Since COVID-19 began, year-over-year growth in any hotel performance metric has been rare across the globe. However, two popular Florida beach markets bucked that trend with September growth in occupancy, average daily rate (ADR) and revenue per available room (RevPAR).

Daytona Beach experienced 10.9% occupancy growth, an 11.7% rise in ADR, and a 23.9% increase in RevPAR when comparing September 2020 with September 2019. This was a continuation of Daytona Beach’s rising performance throughout the summer months. Once October began, however, year-over-year growth did not continue, though ADR held steady with only a 2.1% decline from October 2019. While that year-over-year growth dissipated, the market continued to increase RevPAR month over month, growing from US$51.43 in September to US$55.37 to October.

The Florida Keys was also a strong performer in September 2020, recording 14.2% occupancy growth, a 16.0% ADR increase, and a 32.4% jump in RevPAR year over year. Like Daytona Beach, the Keys experienced only a slight year-over-year ADR decline of 0.6% in October. The market also experienced substantial growth month over month, with occupancy, ADR and RevPAR increasing from September to October 2020.

Other notable examples of year-over-year ADR growth in September 2020 came in Fort Myers (+10.6%), Sarasota (+7.6%) and West Palm Beach/Boca Raton (+8.7%) in Florida as well as the Gatlinburg submarket (+8.1%).

Finally, several of the locations that we examined experienced growth across the three key metrics from August to September 2020 even though year-over-year growth did not occur. This was observed in the Fort Lauderdale, Jacksonville, Miami, Orlando and West Palm Beach markets in Florida, as well as the Gatlinburg and Grand Canyon Area submarkets.

▶ Task set:
**A.** In the Florida hotel passage, by what percentage did RevPAR in the Florida Keys rise year over year in September 2020?
**B.** Reproduce word for word the portion of the Florida hotel passage between "Finally, several of" and "Canyon Area submarkets.", inclusive.
Work only from the Florida hotel passage; bring in no outside information.

▶ Data to examine:
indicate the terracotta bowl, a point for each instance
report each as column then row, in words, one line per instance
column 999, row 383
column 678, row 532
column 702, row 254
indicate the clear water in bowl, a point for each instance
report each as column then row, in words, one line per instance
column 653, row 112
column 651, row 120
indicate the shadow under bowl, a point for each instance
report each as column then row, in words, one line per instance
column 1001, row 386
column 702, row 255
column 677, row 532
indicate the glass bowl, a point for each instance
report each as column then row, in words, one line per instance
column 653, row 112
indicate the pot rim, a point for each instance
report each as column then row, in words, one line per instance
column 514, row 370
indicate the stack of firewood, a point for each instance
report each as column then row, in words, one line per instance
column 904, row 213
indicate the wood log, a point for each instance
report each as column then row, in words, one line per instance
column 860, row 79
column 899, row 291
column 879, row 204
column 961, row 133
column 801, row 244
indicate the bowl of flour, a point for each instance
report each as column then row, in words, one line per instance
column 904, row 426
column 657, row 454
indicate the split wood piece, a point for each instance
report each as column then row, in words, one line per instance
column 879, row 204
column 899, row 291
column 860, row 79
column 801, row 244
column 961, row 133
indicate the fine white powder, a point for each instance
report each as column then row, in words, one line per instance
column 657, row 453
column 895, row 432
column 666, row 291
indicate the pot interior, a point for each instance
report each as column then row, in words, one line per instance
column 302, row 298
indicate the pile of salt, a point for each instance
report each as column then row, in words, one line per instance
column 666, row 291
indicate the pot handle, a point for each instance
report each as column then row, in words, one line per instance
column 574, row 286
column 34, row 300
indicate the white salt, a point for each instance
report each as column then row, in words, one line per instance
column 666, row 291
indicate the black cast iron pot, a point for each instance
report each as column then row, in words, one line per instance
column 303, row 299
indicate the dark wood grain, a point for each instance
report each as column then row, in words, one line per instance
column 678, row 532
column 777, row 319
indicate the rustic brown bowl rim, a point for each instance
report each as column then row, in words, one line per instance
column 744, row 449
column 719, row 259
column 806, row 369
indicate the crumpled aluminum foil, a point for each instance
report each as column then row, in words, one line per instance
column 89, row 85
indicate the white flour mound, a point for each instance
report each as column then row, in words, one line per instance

▶ Solutions:
**A.** 32.4%

**B.**
Finally, several of the locations that we examined experienced growth across the three key metrics from August to September 2020 even though year-over-year growth did not occur. This was observed in the Fort Lauderdale, Jacksonville, Miami, Orlando and West Palm Beach markets in Florida, as well as the Gatlinburg and Grand Canyon Area submarkets.